*WORK REQUIRED*.
Can you lay out the lines as a JSON list of strings, one string per line and no blank lines, covering everything from the line containing "[segment] <item>basket on shelf</item>" down to the line containing "176L387 174L388 169L386", both included?

---

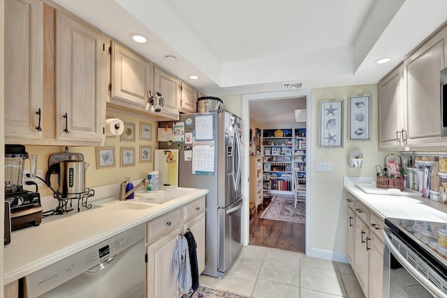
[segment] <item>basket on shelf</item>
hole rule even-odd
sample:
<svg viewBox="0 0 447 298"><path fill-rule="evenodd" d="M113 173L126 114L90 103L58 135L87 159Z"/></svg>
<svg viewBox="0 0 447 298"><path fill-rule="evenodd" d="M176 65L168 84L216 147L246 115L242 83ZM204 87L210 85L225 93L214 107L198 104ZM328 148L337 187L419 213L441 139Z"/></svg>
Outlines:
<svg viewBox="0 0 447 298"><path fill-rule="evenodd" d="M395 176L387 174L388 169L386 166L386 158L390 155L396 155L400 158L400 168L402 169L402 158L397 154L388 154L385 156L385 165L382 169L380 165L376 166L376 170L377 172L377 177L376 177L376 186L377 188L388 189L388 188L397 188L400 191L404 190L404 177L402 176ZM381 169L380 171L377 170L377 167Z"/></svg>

---

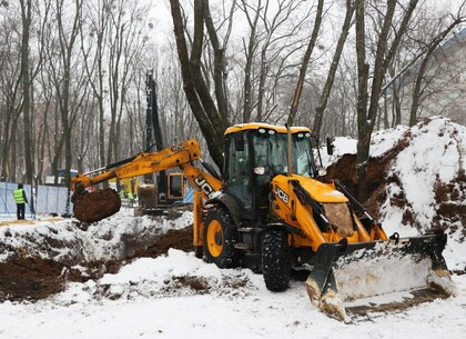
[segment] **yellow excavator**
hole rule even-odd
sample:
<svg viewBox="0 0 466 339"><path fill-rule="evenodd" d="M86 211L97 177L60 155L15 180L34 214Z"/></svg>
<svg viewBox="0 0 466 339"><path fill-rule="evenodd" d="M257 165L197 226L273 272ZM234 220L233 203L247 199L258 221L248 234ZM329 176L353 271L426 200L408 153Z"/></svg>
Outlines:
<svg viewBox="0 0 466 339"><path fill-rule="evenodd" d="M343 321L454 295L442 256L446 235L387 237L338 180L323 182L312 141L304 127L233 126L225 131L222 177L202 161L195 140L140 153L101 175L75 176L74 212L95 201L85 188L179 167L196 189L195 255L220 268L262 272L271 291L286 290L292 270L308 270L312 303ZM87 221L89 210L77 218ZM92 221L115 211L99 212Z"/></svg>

---

*SOLUTION FOR THIS TASK*.
[
  "[segment] <item>basket on shelf</item>",
  "hole rule even-odd",
  "sample:",
  "<svg viewBox=\"0 0 447 298\"><path fill-rule=\"evenodd\" d=\"M113 173L126 114L90 103L58 135L87 159Z\"/></svg>",
  "<svg viewBox=\"0 0 447 298\"><path fill-rule=\"evenodd\" d=\"M176 65L168 84L216 147L246 115L242 83ZM204 87L210 85L225 93L214 107L198 104ZM328 148L337 187L419 213L441 139Z\"/></svg>",
  "Outlines:",
  "<svg viewBox=\"0 0 447 298\"><path fill-rule=\"evenodd\" d=\"M395 176L387 174L388 169L386 166L386 158L390 155L396 155L400 158L400 168L402 169L402 158L397 154L388 154L385 156L385 165L382 169L380 165L376 166L376 170L377 172L377 177L376 177L376 186L377 188L388 189L388 188L397 188L400 191L404 190L404 177L402 176ZM381 169L380 171L377 170L377 167Z\"/></svg>"
]